DOCUMENT EXCERPT:

I have been running patching code for several years and my first general comment is that realistic applications often call for patches of different sizes and different shapes. (Tutorial, non-interactive C code is poorly suited to this need.) Raw seismic data in particular seems more suited to triangular shapes. It is worth noting that the basic concepts in this chapter have ready extension to other shapes. For example, a rectangular shape could be duplicated into two identical patches; then data in one could be zeroed above the diagonal and in the other below; you would have to allow, of course, for overlap the size of the filter. Module pef [*] automatically ignores the zeroed portion of the triangle, and it is irrelevant what mis2() [*] does with a zeroed portion of data, if a triangular footprint of weights is designed to ignore its output.

EXERCISES:

  1. Code the linear operator $ \bold W_{\rm wall} \bold P\T \bold W_{\rm wind} \bold P $ including its adjoint.
  2. Smoothing program. Some familiar operations can be seen in a new light when done in patches. Patch the data. In each patch, find the mean value. Replace each value by the mean value. Reconstruct the wall.

GIVEN INFORMATION:
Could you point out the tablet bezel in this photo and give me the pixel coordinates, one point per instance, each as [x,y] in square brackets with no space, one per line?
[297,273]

GOAL:
Reproduce word for word the part of the passage on patching that starts with "1. Code the" and goes on through "Reconstruct the wall.".

RESULT:
1. Code the linear operator $ \bold W_{\rm wall} \bold P\T \bold W_{\rm wind} \bold P $ including its adjoint.
  2. Smoothing program. Some familiar operations can be seen in a new light when done in patches. Patch the data. In each patch, find the mean value. Replace each value by the mean value. Reconstruct the wall.